**TASK TO CARRY OUT**
Reproduce the news release about the former rabbi charged with assaulting students, word for word and in full.

**PROVIDED TEXT**
□ □ □ □ □ □ □

RABBI CHARGED IN FOUR 1975 ASSAULTS ON STUDENTS

A former Massachusetts rabbi was formally charged today with sexually assaulting two one-time students in separate incidents more than 30 years ago, Suffolk County District Attorney Daniel F. Conley announced.

STANLEY Z. LEVITT (D.O.B. 4/4/46) of Philadelphia was released on $5,000 surety following his arraignment on four counts of indecent assault and battery on a child in Suffolk Superior Court this morning. Each of those counts carries a potential 10-year state prison sentence.

Suffolk Superior Court Clerk Magistrate Robin Vaughan further ordered that Levitt have no unsupervised contact with children while his case is pending.

Assistant District Attorney Wayne Margolis of Conley’s Child Protection Unit said Levitt had been a teacher at the Maimonides School in Brookline between 1974 and 1977. Both of the victims were 11-year-old students at the school during that time.

□ □ □ □ □ □ □

**DATASET EXCERPTS**
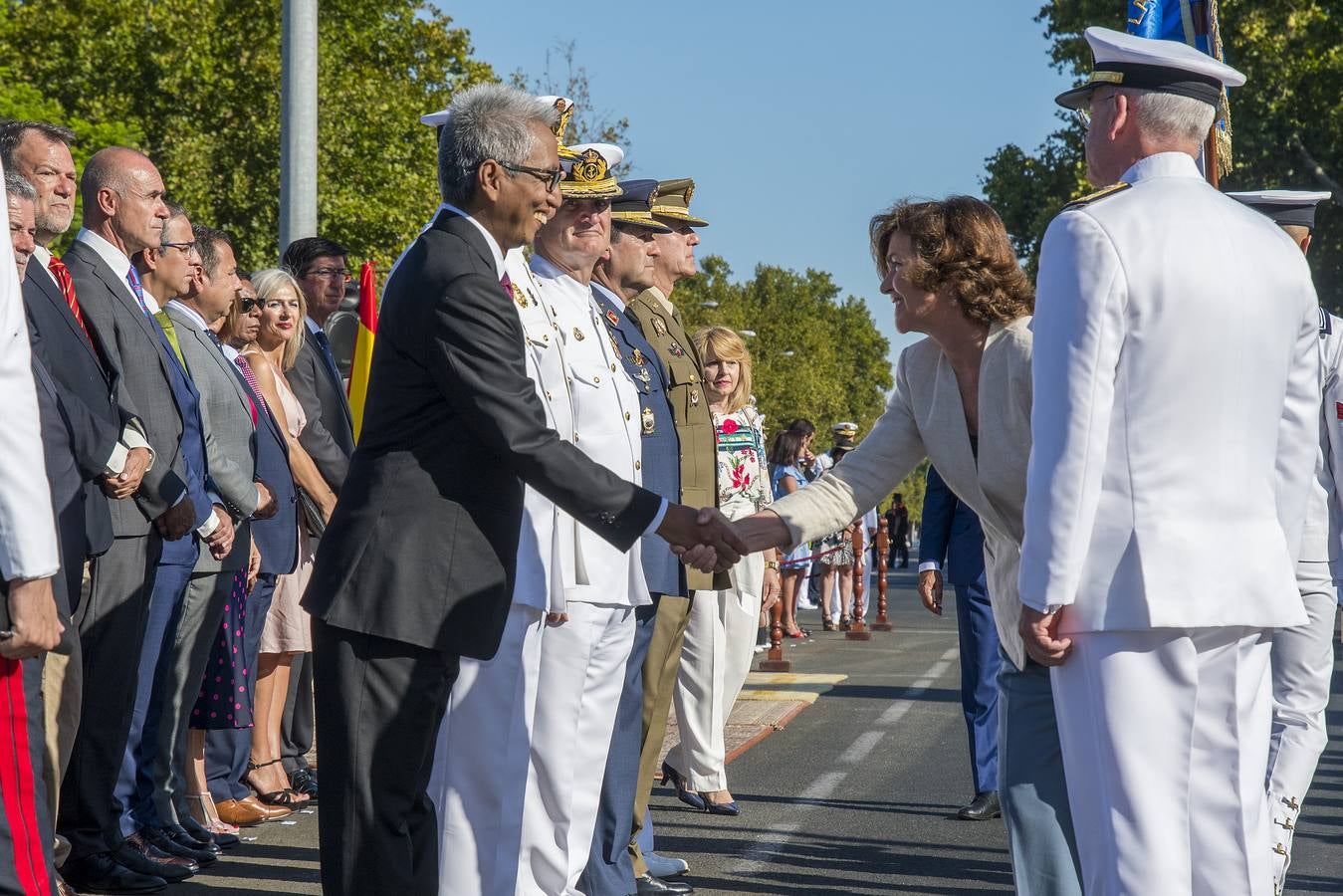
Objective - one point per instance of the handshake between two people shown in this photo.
(709, 542)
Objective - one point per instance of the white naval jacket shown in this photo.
(606, 427)
(546, 543)
(926, 416)
(1177, 403)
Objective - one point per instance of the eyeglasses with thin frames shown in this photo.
(547, 176)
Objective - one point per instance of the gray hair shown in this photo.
(488, 121)
(1170, 117)
(18, 185)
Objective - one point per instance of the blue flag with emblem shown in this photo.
(1196, 23)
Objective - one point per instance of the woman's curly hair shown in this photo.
(961, 250)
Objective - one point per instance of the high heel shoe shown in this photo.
(285, 798)
(692, 799)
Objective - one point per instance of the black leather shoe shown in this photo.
(164, 842)
(103, 873)
(982, 807)
(184, 837)
(673, 777)
(304, 782)
(650, 884)
(196, 831)
(138, 854)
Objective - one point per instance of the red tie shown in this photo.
(68, 288)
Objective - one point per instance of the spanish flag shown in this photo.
(362, 364)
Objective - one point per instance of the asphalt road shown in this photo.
(855, 795)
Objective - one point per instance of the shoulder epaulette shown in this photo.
(1096, 196)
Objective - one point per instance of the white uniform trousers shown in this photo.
(580, 681)
(1303, 669)
(481, 760)
(1165, 737)
(715, 662)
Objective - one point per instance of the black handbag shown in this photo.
(311, 515)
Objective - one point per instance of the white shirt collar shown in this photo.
(117, 261)
(192, 316)
(489, 239)
(1163, 164)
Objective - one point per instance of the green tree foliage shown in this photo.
(195, 84)
(1284, 121)
(837, 368)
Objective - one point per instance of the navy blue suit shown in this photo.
(277, 539)
(610, 871)
(134, 799)
(951, 537)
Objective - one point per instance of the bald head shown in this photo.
(123, 199)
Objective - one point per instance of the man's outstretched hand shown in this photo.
(701, 539)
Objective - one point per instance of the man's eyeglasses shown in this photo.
(550, 177)
(327, 273)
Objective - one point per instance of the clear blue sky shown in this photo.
(797, 121)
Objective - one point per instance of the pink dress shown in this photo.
(288, 625)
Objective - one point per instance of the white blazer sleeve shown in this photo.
(1078, 330)
(27, 527)
(868, 474)
(1299, 427)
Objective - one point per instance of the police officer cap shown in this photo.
(635, 206)
(1285, 207)
(1145, 64)
(587, 171)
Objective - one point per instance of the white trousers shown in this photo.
(1303, 669)
(580, 683)
(715, 662)
(481, 760)
(1165, 738)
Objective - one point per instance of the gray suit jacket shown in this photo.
(330, 435)
(230, 437)
(131, 345)
(926, 418)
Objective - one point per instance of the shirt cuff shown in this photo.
(657, 519)
(208, 527)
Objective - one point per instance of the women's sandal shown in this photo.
(689, 798)
(287, 798)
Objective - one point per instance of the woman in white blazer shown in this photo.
(962, 398)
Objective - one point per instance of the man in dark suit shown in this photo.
(109, 443)
(418, 561)
(623, 273)
(123, 212)
(951, 541)
(322, 269)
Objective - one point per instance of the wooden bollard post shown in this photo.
(857, 629)
(774, 661)
(882, 623)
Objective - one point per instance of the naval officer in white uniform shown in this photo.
(1303, 657)
(584, 652)
(1176, 423)
(484, 745)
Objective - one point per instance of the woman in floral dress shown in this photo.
(720, 637)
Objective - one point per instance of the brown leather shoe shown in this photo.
(269, 813)
(237, 811)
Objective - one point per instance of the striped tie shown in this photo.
(68, 289)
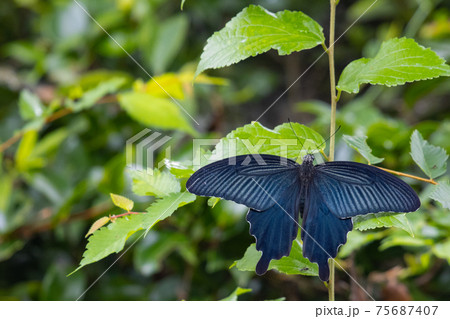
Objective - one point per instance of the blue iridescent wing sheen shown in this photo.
(276, 227)
(246, 179)
(322, 232)
(351, 189)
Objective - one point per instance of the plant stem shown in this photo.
(330, 52)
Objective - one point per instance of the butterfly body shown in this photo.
(277, 190)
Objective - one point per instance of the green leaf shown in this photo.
(256, 30)
(442, 250)
(90, 97)
(431, 159)
(169, 38)
(111, 239)
(294, 264)
(122, 202)
(157, 184)
(407, 241)
(357, 239)
(371, 221)
(237, 292)
(360, 145)
(25, 159)
(398, 61)
(178, 169)
(30, 105)
(154, 111)
(282, 141)
(97, 224)
(441, 193)
(9, 248)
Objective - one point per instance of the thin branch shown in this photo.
(114, 217)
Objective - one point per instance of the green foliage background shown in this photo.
(72, 97)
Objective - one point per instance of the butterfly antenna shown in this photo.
(297, 138)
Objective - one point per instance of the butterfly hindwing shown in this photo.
(351, 189)
(322, 232)
(245, 179)
(276, 227)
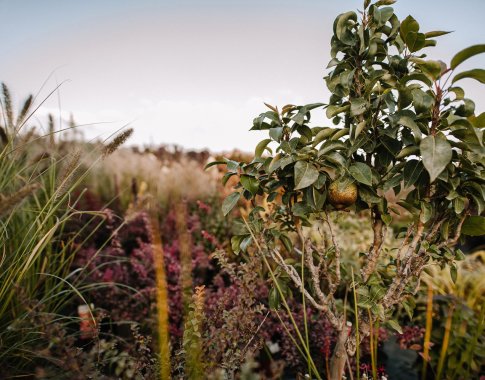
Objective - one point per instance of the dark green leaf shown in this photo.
(412, 170)
(409, 24)
(305, 174)
(394, 325)
(260, 148)
(357, 106)
(250, 183)
(477, 74)
(230, 202)
(362, 173)
(435, 33)
(465, 54)
(436, 153)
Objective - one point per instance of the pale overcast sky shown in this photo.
(194, 73)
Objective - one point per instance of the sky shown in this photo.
(192, 73)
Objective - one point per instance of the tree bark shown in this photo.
(339, 357)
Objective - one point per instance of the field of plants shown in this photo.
(350, 250)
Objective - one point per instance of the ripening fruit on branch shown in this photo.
(342, 193)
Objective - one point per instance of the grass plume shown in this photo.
(119, 140)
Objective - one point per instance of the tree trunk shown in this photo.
(339, 357)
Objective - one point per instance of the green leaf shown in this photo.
(230, 202)
(330, 146)
(415, 41)
(260, 148)
(213, 163)
(384, 2)
(362, 173)
(477, 74)
(386, 218)
(436, 153)
(431, 68)
(301, 209)
(276, 133)
(411, 172)
(422, 101)
(357, 106)
(474, 226)
(406, 118)
(250, 183)
(394, 325)
(435, 33)
(342, 31)
(408, 151)
(324, 134)
(360, 127)
(409, 24)
(426, 212)
(305, 174)
(458, 91)
(464, 54)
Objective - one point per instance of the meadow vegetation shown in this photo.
(330, 252)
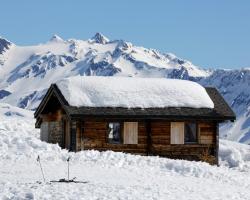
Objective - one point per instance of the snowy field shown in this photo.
(111, 175)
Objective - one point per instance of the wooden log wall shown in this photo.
(92, 134)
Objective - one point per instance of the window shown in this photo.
(183, 133)
(114, 132)
(130, 133)
(177, 133)
(190, 133)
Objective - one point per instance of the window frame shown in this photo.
(196, 132)
(108, 140)
(137, 132)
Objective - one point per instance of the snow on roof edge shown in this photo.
(128, 92)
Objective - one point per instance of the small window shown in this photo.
(114, 132)
(190, 133)
(130, 133)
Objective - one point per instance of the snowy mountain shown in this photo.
(26, 72)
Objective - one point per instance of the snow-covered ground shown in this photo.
(111, 175)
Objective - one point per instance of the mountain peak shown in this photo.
(56, 38)
(100, 38)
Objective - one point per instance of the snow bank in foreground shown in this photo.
(233, 154)
(112, 175)
(133, 92)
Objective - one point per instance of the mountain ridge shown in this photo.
(37, 66)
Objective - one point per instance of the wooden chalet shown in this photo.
(173, 132)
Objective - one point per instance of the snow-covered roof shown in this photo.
(127, 92)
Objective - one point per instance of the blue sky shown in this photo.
(214, 33)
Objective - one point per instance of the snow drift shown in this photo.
(133, 92)
(111, 175)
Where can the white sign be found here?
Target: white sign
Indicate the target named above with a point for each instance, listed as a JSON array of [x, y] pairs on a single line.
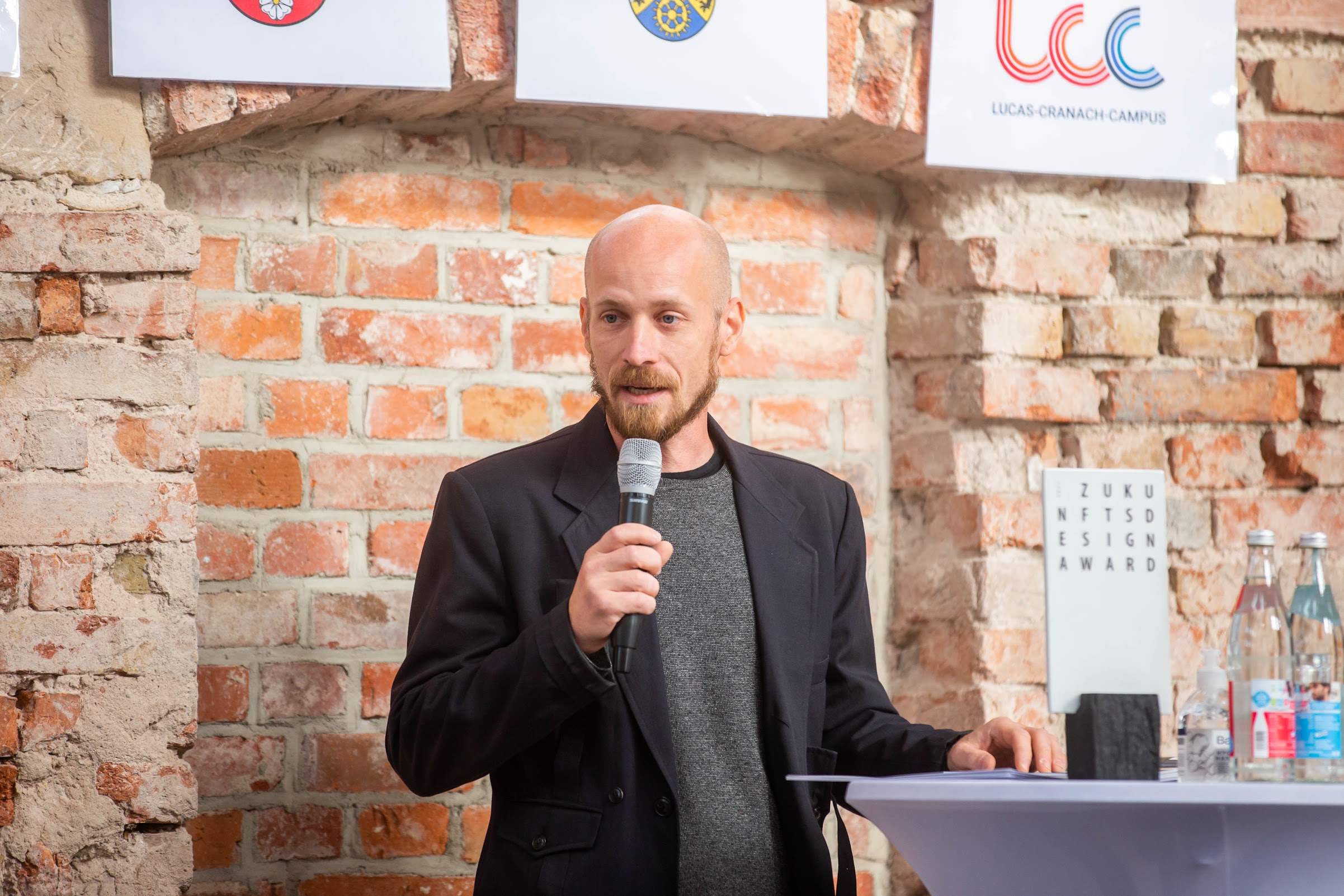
[[10, 38], [760, 57], [1106, 630], [1102, 88], [288, 42]]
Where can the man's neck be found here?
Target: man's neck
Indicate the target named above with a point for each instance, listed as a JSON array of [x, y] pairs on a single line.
[[687, 450]]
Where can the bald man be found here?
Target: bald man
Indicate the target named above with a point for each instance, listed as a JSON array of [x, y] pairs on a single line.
[[758, 663]]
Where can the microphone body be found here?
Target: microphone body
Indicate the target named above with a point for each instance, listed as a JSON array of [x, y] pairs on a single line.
[[639, 472]]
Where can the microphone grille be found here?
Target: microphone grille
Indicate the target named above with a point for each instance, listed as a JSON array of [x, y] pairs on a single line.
[[640, 466]]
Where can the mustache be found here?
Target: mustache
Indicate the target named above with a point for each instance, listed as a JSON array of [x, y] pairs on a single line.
[[644, 378]]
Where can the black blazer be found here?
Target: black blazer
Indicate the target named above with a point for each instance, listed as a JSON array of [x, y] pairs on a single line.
[[584, 785]]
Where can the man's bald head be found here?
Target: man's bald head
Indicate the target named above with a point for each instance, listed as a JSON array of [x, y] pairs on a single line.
[[654, 234]]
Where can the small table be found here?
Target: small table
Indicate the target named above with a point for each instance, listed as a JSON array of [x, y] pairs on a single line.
[[1111, 837]]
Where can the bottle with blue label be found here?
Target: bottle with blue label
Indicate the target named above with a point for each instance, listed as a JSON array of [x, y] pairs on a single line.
[[1318, 648]]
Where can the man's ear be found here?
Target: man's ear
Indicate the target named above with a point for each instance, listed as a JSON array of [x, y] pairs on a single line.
[[730, 326]]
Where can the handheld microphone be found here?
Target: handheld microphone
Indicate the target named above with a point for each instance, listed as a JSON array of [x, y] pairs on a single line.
[[638, 472]]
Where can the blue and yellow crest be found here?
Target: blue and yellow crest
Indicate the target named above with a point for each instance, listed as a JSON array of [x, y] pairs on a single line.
[[674, 19]]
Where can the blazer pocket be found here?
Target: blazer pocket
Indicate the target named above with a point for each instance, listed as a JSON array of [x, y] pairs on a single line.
[[820, 762], [545, 827]]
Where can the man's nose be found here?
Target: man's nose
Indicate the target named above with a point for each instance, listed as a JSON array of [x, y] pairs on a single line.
[[643, 347]]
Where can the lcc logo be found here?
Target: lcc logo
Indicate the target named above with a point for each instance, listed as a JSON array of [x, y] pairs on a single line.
[[1058, 59]]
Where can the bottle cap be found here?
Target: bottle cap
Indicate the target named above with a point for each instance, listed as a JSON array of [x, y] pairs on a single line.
[[1260, 537], [1312, 540], [1211, 677]]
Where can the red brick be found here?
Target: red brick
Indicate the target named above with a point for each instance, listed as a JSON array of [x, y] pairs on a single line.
[[1322, 17], [394, 547], [798, 352], [348, 763], [300, 550], [59, 305], [1245, 209], [1055, 394], [246, 619], [225, 555], [1316, 211], [235, 766], [61, 582], [1296, 269], [221, 406], [393, 270], [44, 716], [257, 480], [858, 293], [568, 285], [1312, 148], [1216, 460], [166, 442], [301, 690], [452, 342], [476, 820], [218, 262], [215, 838], [148, 793], [1023, 266], [375, 690], [574, 406], [822, 221], [100, 242], [504, 414], [301, 409], [1296, 336], [386, 884], [1285, 513], [1201, 397], [221, 694], [577, 210], [361, 620], [409, 202], [312, 832], [307, 268], [781, 423], [96, 512], [406, 413], [138, 309], [1304, 459], [378, 482], [249, 332], [549, 347], [217, 190], [404, 829]]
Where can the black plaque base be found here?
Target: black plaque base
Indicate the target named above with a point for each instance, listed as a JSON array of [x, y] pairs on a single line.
[[1113, 737]]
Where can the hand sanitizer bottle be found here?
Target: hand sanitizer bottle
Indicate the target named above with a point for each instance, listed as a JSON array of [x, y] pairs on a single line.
[[1203, 735]]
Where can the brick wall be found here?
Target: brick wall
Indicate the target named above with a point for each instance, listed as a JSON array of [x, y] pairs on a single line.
[[379, 306]]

□ □ □ □ □ □ □

**RESULT FOR THIS EXERCISE**
RABBI CHARGED IN FOUR 1975 ASSAULTS ON STUDENTS

A former Massachusetts rabbi was formally charged today with sexually assaulting two one-time students in separate incidents more than 30 years ago, Suffolk County District Attorney Daniel F. Conley announced.

STANLEY Z. LEVITT (D.O.B. 4/4/46) of Philadelphia was released on $5,000 surety following his arraignment on four counts of indecent assault and battery on a child in Suffolk Superior Court this morning. Each of those counts carries a potential 10-year state prison sentence.

Suffolk Superior Court Clerk Magistrate Robin Vaughan further ordered that Levitt have no unsupervised contact with children while his case is pending.

Assistant District Attorney Wayne Margolis of Conley’s Child Protection Unit said Levitt had been a teacher at the Maimonides School in Brookline between 1974 and 1977. Both of the victims were 11-year-old students at the school during that time.